:: Written task ::
Rewrite the items from the line with "Guideline: for each instance of the black" through the end of the items, multiplying each answer coordinate by 1.25 and rounding to whole numbers, with halves rounded up. Reproduce every other line unchanged, including the sample coordinates.
== == ==
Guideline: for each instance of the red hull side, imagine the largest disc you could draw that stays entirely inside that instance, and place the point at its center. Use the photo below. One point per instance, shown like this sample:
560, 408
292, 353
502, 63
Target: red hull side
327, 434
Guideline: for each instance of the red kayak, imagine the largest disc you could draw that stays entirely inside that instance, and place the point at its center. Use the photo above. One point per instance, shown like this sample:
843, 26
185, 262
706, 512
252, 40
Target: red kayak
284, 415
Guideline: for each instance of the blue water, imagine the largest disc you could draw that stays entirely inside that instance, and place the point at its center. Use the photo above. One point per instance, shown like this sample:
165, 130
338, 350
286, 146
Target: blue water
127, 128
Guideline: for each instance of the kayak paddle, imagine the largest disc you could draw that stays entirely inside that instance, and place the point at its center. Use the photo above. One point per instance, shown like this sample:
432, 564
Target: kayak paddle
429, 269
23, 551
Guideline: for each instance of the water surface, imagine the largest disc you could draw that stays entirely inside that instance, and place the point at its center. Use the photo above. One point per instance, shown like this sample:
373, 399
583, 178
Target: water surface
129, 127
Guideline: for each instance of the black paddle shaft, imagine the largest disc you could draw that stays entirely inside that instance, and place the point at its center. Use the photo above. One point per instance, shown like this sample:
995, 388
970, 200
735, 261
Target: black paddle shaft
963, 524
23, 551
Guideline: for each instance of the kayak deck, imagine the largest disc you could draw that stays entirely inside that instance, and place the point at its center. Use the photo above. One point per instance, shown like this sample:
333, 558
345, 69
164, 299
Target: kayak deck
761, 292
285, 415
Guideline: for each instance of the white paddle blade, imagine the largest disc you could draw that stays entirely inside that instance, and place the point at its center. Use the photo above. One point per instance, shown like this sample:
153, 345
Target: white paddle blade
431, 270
== == ==
:: Task solution ::
Guideline: for each instance of the black paddle shaft, imagine the largest disc you could draw that stays entirely inside that instance, and place the point at its center. Use the photo above. One point per instance, shown like this sample:
995, 388
970, 200
735, 261
Target: black paddle shaft
1204, 655
29, 689
Guideline: for each instance of the kayak deck, imagine the largest disc you could draw that stays entirely inside that instance, and place the point at its center. Use the photo above. One point per instance, shown like this sample:
333, 558
345, 69
164, 299
Target: kayak deck
951, 365
356, 519
Guideline: for each instance of the white paddle blade, imagine the largest disc you could draw that stays entirely inside that instance, and place the point at its center. Use the photo above. One point per instance, shown like this sample:
153, 345
Target: white paddle blade
539, 338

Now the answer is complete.